Exercise brief> Format every line of the items below as a Markdown table with the columns Row and Line. Number the rows in order and leave out blank lines.

Data to use>
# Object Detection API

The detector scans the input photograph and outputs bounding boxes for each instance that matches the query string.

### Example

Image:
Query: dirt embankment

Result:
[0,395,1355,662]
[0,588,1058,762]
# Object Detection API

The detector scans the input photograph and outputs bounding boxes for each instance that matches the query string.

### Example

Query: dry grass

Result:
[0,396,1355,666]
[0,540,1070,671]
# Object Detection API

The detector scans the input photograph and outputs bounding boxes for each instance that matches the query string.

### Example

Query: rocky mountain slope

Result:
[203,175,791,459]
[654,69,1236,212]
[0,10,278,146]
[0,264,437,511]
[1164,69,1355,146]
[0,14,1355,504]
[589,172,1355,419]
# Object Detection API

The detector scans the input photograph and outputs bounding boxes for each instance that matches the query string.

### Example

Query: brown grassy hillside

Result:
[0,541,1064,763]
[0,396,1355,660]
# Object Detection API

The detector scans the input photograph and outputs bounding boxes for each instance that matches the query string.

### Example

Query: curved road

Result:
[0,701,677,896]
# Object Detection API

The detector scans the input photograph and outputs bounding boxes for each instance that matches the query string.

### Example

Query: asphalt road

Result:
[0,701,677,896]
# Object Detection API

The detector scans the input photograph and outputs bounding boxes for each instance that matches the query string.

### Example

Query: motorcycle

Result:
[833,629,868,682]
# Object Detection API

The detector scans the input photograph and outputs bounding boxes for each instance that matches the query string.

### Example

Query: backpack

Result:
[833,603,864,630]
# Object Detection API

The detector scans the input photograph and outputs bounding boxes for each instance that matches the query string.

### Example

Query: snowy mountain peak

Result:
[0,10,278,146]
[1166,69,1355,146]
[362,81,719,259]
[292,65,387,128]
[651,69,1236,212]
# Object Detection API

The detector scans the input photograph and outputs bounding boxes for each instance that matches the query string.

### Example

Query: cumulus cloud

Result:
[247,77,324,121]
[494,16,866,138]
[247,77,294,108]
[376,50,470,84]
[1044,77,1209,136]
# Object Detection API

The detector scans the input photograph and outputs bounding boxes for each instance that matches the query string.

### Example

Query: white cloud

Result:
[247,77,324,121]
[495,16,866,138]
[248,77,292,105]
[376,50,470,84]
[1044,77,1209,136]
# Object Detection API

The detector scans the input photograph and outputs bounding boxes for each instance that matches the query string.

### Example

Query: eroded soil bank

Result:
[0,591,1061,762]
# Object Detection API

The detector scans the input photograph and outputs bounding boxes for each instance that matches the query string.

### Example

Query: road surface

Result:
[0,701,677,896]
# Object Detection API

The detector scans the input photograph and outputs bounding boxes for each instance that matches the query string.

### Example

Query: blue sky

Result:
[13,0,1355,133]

Finished task>
| Row | Line |
|---|---|
| 1 | # Object Detection API |
| 2 | The detector scans the input photograph and outputs bounding boxes for each instance that matches the query string. |
| 3 | ### Example |
| 4 | Image: |
| 5 | Query: dirt embankment |
| 6 | Result: |
| 7 | [0,395,1355,662] |
| 8 | [0,588,1058,762] |
| 9 | # Object Detection API |
| 10 | The detector scans the input photograph and outputs bounding boxes for each instance that matches the query string. |
| 11 | ### Example |
| 12 | Query: dry grass |
| 13 | Result: |
| 14 | [0,396,1355,666] |
| 15 | [0,540,1070,671] |
| 16 | # Object Detection API |
| 17 | The detector scans the input photograph and outputs bounding boxes for each instance that matches the query string. |
| 18 | ### Example |
| 19 | Query: rocky mountain slope |
| 20 | Result: |
| 21 | [203,175,791,459] |
| 22 | [654,69,1236,212] |
| 23 | [0,10,278,146] |
| 24 | [0,264,437,511] |
| 25 | [1164,69,1355,146] |
| 26 | [0,14,1355,504] |
| 27 | [589,172,1355,419] |
| 28 | # Object Detection API |
| 29 | The detector scans the input photograph and outputs bounding boxes for each instance that matches the query string. |
| 30 | ### Example |
| 31 | Query: brown grassy hillside |
| 32 | Result: |
| 33 | [0,541,1064,763] |
| 34 | [0,396,1355,660] |
| 35 | # Object Detection API |
| 36 | The detector scans the input photograph and outputs bounding boxes for each instance that matches the query string. |
| 37 | ### Example |
| 38 | Query: curved road |
| 39 | Result: |
| 40 | [0,701,677,896] |
| 41 | # Object Detection API |
| 42 | The detector scans the input photograph and outputs bounding boxes for each instance that matches the query string. |
| 43 | ### Example |
| 44 | Query: asphalt road |
| 45 | Result: |
| 46 | [0,701,677,896] |
| 47 | # Object Detection API |
| 48 | The detector scans the input photograph and outputs bounding boxes for each instance that matches the query string. |
| 49 | ### Example |
| 50 | Query: motorcycle |
| 51 | Result: |
| 52 | [833,629,868,682] |
| 53 | # Object Detection API |
| 54 | The detector scans the input photograph and outputs bounding boxes for each instance that matches the query string. |
| 55 | ### Example |
| 56 | Query: backpack |
| 57 | Result: |
| 58 | [833,603,864,630] |
| 59 | # Object Detection API |
| 60 | The detector scans the input photograph and outputs bounding boxes for each instance that matches the query string. |
| 61 | ### Example |
| 62 | Query: snowy mountain peak |
| 63 | Result: |
| 64 | [0,10,278,146] |
| 65 | [1166,69,1355,146] |
| 66 | [362,81,719,259] |
| 67 | [292,65,387,128] |
| 68 | [651,69,1236,212] |
| 69 | # Object Detection API |
| 70 | The detector scans the input photograph and outputs bounding boxes for each instance that matches the query string. |
| 71 | ### Example |
| 72 | Query: cumulus cloud |
| 73 | Result: |
| 74 | [247,77,324,121] |
| 75 | [494,16,866,138] |
| 76 | [247,77,294,108] |
| 77 | [376,50,470,84] |
| 78 | [1044,77,1209,136] |
| 79 | # Object Detection API |
| 80 | The detector scans the input photograph and outputs bounding boxes for each instance that matches the query string. |
| 81 | ### Example |
| 82 | Query: white cloud |
| 83 | Result: |
| 84 | [247,77,324,121] |
| 85 | [495,16,866,138] |
| 86 | [248,77,292,105] |
| 87 | [376,50,470,84] |
| 88 | [1044,77,1209,136] |
| 89 | # Object Detection API |
| 90 | The detector scans the input photograph and outputs bounding boxes for each instance that matches the query string. |
| 91 | ### Example |
| 92 | Query: eroded soil bank |
| 93 | Result: |
| 94 | [0,591,1061,762] |
| 95 | # Object Detection API |
| 96 | The detector scans the input photograph and outputs bounding boxes for each instance that matches the query string. |
| 97 | ### Example |
| 98 | Query: road surface |
| 99 | Result: |
| 100 | [0,701,677,896] |
| 101 | # Object Detection API |
| 102 | The detector scans the input photograph and outputs bounding boxes for each instance that matches the query string. |
| 103 | ### Example |
| 104 | Query: blue sky |
| 105 | Result: |
| 106 | [13,0,1355,133] |